● Mask labeling examples
##############################

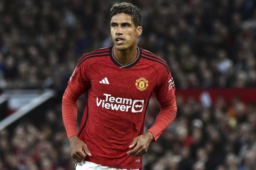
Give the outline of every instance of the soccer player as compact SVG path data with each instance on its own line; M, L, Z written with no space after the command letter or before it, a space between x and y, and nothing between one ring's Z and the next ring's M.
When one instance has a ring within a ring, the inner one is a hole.
M166 62L137 47L139 9L127 3L110 11L113 46L84 54L68 81L62 117L76 169L138 169L142 155L174 119L175 87ZM154 92L161 110L143 132ZM78 132L77 100L87 98Z

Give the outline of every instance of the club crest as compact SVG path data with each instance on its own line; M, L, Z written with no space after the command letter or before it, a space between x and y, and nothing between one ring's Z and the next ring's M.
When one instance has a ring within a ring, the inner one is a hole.
M140 91L144 91L148 88L148 81L144 78L140 78L136 80L135 83L136 88Z

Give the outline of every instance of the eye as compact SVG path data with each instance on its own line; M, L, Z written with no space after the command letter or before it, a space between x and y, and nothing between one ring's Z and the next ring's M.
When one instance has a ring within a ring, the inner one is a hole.
M111 24L110 27L115 28L115 27L117 27L117 24L116 24L115 23L113 23L113 24Z

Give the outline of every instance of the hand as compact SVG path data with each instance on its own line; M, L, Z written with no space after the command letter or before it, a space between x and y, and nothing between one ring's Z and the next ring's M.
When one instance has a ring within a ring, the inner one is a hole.
M139 135L133 139L129 148L132 148L135 144L136 146L132 150L128 151L127 154L133 156L139 156L148 151L148 148L152 141L154 136L149 131L147 131L143 135Z
M71 157L77 163L83 162L86 156L91 156L87 145L81 141L77 135L71 137L68 141L70 146Z

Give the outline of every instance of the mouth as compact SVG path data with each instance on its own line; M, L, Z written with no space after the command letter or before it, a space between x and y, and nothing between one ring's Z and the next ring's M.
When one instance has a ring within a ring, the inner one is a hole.
M124 42L124 39L122 38L116 38L115 39L116 42L117 42L117 44L121 44L123 42Z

##############################

● Exercise
Return the stretch of items from the line containing "Give the outline of every instance of the hand" through the line containing "M71 157L77 163L83", both included, reproducing each line exactly.

● Solution for this task
Give the outline of every instance of the hand as compact SVG path data with each instance on its own line; M, L, Z written with no space after the command letter or before it, a space between x and y, and nothing between one ring's Z and the next ring's M.
When one instance has a ring within a ring, the inner one is a hole.
M139 135L133 139L129 148L132 148L135 144L136 146L132 150L128 151L127 154L133 156L139 156L148 151L148 148L152 141L154 136L149 131L147 131L143 135Z
M71 157L77 163L83 162L86 156L91 156L87 145L81 141L77 135L71 137L68 141L70 146Z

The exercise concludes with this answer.